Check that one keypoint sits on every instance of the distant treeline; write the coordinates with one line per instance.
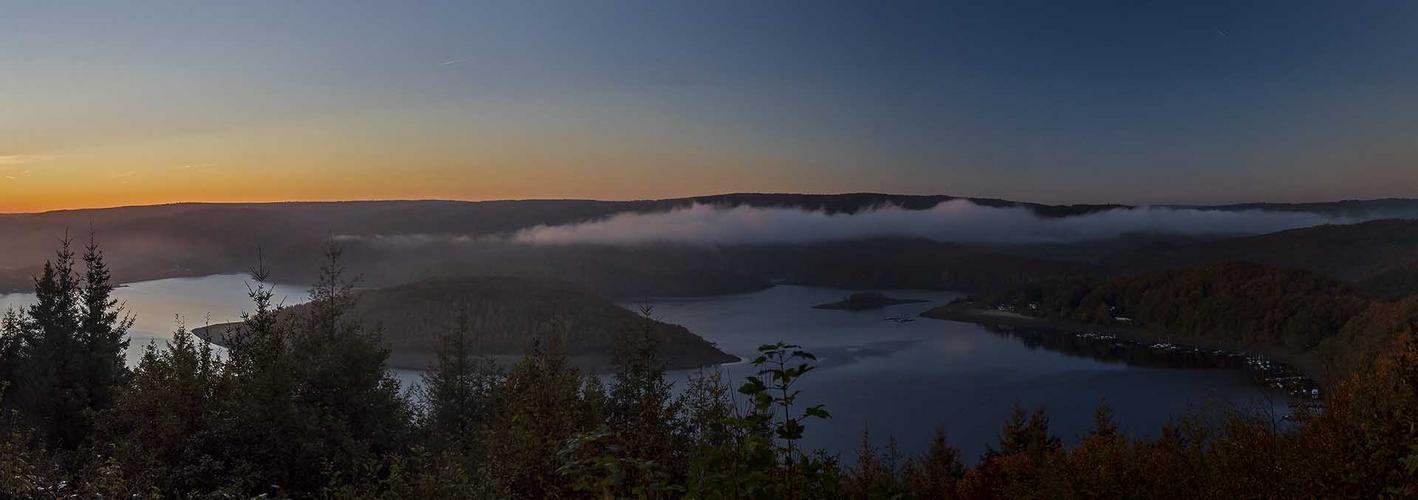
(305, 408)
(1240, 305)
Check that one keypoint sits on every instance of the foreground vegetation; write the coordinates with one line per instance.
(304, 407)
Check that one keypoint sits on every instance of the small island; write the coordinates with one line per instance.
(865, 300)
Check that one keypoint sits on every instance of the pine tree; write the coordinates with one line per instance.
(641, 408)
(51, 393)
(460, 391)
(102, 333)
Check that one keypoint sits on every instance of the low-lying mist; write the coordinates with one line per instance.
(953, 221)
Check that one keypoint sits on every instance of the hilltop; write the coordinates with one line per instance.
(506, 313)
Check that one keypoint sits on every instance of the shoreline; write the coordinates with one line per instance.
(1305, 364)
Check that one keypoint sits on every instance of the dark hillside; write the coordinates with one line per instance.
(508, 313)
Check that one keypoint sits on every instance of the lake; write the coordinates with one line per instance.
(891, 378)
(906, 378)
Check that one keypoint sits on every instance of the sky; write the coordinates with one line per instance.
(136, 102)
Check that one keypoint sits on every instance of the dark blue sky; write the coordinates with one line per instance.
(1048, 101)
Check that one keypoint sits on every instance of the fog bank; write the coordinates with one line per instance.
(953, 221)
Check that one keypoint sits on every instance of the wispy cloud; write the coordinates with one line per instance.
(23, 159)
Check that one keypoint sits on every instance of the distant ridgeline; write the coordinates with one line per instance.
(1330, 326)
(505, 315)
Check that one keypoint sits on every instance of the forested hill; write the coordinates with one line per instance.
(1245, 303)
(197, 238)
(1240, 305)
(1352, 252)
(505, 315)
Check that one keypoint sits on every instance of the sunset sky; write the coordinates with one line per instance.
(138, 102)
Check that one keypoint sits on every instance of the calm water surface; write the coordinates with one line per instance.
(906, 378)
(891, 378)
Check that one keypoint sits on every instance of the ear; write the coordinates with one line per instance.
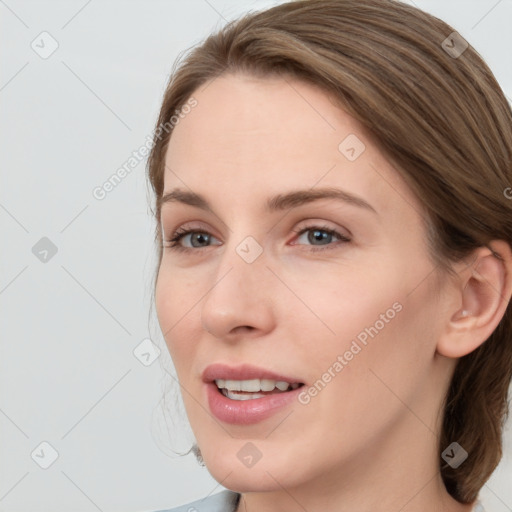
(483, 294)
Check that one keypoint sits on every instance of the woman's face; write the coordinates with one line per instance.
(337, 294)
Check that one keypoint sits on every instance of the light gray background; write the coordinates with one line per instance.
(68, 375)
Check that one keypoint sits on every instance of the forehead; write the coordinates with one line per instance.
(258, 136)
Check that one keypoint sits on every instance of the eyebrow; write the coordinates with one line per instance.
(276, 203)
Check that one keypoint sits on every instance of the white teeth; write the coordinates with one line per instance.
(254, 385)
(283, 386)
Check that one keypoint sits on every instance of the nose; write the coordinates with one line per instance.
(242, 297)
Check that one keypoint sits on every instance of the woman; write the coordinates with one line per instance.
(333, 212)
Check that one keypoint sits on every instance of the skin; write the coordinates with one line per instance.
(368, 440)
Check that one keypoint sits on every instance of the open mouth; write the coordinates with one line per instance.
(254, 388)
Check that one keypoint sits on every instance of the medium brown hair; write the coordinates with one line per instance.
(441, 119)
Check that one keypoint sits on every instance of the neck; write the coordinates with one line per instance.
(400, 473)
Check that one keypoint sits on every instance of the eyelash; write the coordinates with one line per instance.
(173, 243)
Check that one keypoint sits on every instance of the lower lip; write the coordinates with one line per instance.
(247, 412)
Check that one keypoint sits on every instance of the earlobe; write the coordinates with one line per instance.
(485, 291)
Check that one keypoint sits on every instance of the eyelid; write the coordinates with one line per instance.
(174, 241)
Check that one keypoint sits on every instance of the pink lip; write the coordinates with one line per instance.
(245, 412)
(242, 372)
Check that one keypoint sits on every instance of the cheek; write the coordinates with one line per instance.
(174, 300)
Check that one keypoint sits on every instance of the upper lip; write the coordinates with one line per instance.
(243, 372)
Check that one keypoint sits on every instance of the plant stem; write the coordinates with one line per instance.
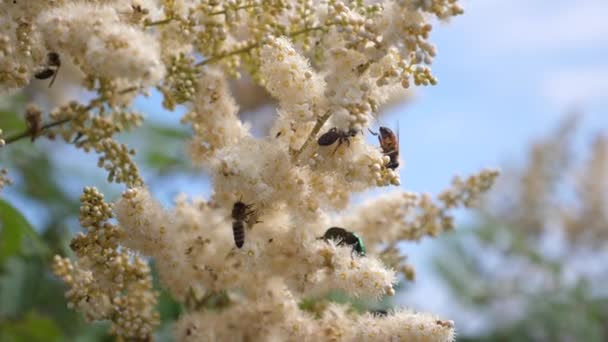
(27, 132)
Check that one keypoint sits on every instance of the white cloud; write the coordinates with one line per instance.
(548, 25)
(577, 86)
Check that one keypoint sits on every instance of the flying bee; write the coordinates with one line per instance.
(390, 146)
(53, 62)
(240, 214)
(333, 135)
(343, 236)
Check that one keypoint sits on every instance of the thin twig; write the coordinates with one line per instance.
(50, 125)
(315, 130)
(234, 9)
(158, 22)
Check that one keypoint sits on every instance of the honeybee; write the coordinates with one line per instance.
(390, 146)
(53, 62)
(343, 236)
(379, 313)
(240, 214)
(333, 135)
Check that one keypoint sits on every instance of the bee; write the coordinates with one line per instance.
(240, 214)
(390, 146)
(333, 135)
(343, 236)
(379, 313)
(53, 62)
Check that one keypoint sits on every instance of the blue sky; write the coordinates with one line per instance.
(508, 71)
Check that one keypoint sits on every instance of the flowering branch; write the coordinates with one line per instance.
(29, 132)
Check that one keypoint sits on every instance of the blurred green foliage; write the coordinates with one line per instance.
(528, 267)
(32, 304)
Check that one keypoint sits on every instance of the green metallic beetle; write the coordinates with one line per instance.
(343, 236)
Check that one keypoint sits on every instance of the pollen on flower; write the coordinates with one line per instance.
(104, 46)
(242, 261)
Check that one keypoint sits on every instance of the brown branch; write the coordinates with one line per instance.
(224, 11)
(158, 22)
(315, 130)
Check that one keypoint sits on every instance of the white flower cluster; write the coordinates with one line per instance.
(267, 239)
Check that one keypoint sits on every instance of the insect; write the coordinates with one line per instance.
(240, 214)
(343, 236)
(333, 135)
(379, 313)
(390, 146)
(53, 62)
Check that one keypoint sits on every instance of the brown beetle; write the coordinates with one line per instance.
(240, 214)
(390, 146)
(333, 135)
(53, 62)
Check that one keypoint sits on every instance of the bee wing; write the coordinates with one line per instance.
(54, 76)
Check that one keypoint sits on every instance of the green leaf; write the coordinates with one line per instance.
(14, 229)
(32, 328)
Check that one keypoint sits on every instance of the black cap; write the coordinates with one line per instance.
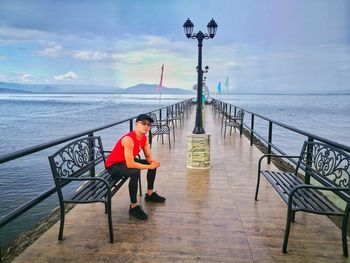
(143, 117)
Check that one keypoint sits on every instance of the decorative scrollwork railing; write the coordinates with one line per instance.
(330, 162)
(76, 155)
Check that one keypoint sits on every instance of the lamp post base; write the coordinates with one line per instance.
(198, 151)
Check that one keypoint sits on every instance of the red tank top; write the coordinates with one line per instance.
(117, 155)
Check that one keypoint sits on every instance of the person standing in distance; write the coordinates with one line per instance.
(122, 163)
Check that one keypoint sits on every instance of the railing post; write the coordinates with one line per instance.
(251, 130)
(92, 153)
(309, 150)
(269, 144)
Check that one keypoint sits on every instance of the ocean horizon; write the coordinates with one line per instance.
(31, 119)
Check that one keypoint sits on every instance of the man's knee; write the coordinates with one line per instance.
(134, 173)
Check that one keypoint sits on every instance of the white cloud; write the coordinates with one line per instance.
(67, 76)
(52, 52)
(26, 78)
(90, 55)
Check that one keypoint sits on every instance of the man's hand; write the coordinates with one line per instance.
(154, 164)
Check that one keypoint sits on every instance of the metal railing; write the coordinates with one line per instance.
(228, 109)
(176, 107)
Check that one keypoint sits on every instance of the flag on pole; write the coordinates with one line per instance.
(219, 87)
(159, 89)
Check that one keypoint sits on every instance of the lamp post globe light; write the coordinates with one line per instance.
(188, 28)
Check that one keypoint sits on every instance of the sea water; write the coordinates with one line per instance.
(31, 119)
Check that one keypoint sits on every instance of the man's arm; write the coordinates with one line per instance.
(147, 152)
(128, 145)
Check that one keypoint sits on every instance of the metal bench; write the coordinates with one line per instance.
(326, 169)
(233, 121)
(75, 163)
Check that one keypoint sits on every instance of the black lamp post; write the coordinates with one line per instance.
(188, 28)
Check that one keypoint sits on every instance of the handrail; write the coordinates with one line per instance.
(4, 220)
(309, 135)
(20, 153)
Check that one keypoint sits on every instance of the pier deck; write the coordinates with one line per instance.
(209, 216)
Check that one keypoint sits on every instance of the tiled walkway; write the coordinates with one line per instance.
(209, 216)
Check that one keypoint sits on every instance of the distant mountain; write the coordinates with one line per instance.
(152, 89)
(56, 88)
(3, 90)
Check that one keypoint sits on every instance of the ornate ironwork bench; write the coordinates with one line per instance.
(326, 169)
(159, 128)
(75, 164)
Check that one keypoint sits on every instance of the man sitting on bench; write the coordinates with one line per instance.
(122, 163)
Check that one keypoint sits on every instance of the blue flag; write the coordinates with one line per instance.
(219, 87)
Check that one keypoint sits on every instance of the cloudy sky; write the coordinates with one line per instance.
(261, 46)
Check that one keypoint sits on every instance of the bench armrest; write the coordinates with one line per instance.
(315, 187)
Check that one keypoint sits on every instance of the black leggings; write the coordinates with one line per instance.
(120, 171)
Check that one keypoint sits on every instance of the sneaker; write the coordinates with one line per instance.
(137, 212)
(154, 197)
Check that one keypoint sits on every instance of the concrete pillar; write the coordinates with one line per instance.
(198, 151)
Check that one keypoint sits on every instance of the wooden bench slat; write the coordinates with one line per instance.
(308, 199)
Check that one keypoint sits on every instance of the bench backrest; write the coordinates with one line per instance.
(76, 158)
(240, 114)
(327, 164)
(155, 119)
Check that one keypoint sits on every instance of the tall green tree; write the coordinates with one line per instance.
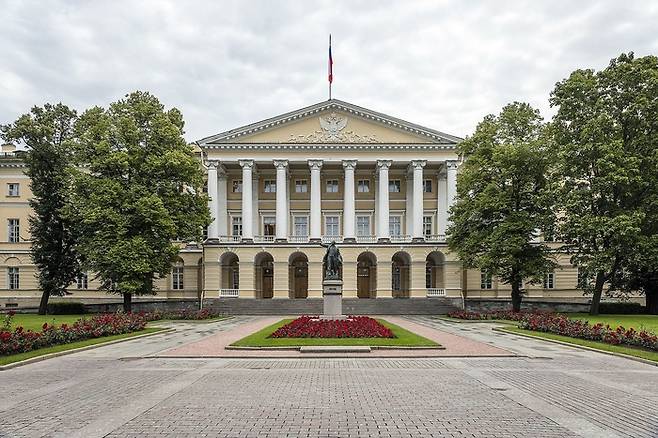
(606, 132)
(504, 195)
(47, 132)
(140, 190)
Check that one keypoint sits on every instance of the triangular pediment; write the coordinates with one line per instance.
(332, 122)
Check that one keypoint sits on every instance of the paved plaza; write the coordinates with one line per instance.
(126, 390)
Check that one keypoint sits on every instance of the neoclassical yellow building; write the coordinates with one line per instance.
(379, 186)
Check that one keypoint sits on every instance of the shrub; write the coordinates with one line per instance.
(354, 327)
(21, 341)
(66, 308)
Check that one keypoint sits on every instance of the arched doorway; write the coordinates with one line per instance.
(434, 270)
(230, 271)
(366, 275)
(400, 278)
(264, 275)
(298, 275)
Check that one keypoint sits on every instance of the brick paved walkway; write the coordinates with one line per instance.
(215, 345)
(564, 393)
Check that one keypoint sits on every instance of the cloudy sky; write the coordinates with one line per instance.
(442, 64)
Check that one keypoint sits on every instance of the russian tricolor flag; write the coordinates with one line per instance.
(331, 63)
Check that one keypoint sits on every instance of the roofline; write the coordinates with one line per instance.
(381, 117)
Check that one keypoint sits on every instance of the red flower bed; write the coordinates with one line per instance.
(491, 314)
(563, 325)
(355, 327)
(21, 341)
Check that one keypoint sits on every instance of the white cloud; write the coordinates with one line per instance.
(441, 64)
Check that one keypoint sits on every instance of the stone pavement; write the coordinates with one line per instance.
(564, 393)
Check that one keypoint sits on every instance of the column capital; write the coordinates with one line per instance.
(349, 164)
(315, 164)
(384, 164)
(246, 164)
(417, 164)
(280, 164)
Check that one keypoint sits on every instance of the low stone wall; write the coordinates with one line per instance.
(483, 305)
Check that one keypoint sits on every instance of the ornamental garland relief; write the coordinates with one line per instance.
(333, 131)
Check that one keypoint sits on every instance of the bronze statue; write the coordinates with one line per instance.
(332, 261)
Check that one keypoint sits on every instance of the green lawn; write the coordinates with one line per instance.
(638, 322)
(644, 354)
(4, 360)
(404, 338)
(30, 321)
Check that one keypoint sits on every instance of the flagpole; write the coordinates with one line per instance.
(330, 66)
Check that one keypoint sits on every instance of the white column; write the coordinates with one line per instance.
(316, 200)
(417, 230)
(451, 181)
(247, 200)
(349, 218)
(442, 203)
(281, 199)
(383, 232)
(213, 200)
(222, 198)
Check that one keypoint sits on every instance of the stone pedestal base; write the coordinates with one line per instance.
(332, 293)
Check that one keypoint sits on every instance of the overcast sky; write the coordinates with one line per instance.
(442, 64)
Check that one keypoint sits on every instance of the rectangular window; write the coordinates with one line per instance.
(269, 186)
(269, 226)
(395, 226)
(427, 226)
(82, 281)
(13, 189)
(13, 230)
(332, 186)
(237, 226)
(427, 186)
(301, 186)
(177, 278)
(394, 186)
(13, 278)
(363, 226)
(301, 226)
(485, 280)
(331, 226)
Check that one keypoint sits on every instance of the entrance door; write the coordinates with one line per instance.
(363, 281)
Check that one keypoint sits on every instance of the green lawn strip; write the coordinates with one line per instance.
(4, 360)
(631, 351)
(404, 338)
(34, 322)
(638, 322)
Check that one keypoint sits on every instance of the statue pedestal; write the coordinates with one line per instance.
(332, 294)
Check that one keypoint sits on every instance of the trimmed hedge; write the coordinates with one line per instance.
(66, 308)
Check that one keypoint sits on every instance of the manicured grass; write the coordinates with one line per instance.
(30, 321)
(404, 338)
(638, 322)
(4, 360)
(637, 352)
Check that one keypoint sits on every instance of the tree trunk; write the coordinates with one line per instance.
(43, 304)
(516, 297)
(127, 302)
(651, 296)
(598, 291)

┄┄┄┄┄┄

### Task instructions
Return exactly, and only, the line containing "Check that one keypoint sits on every instance of the flagpole;" and every line after it through the end of the material.

### Exercise response
Check that one keypoint sits on every instance of the flagpole; write the coordinates with one line per instance.
(330, 66)
Check that one keypoint sits on every instance of the white column; write the coordinates with one line per instance.
(316, 200)
(417, 230)
(451, 181)
(247, 200)
(349, 218)
(442, 203)
(281, 199)
(383, 232)
(213, 200)
(222, 198)
Check that one keypoint sits on every instance of the stone pedestal base; write the coordinates with one line per instance.
(332, 293)
Check that one keypoint sits on every instance of the overcast sky; write the coordinates with one line per instance.
(442, 64)
Check that one keypoint sits on every instance of the rectangular window; write the coordinates with one line per instance.
(269, 186)
(269, 226)
(395, 226)
(427, 226)
(82, 281)
(13, 189)
(13, 230)
(332, 186)
(237, 226)
(427, 186)
(301, 186)
(177, 278)
(394, 186)
(13, 278)
(363, 226)
(301, 226)
(485, 280)
(331, 226)
Check that one keypoint sits on every instance of the entrance door; write the coordinates with one line per instance.
(363, 281)
Check that one keypoint sits on every instance of the green lawn strip; write the coordinates with one line per instance.
(4, 360)
(631, 351)
(404, 338)
(34, 322)
(638, 322)
Check that one keypoint sits on every instance of the statue pedestal; write the coordinates with one line per instance.
(332, 294)
Check that one keypoint sits on every instance of the trimmed hedge; write the coordinates with one line per instance.
(66, 308)
Check that one keypoint sits on every instance of the manicured grass; write the coordinates with one line per instance.
(30, 321)
(404, 338)
(638, 322)
(4, 360)
(637, 352)
Check that one keypoint sits on every instance of the tree trunk; write the coordinates with one line per instance.
(43, 304)
(516, 297)
(127, 302)
(651, 296)
(598, 291)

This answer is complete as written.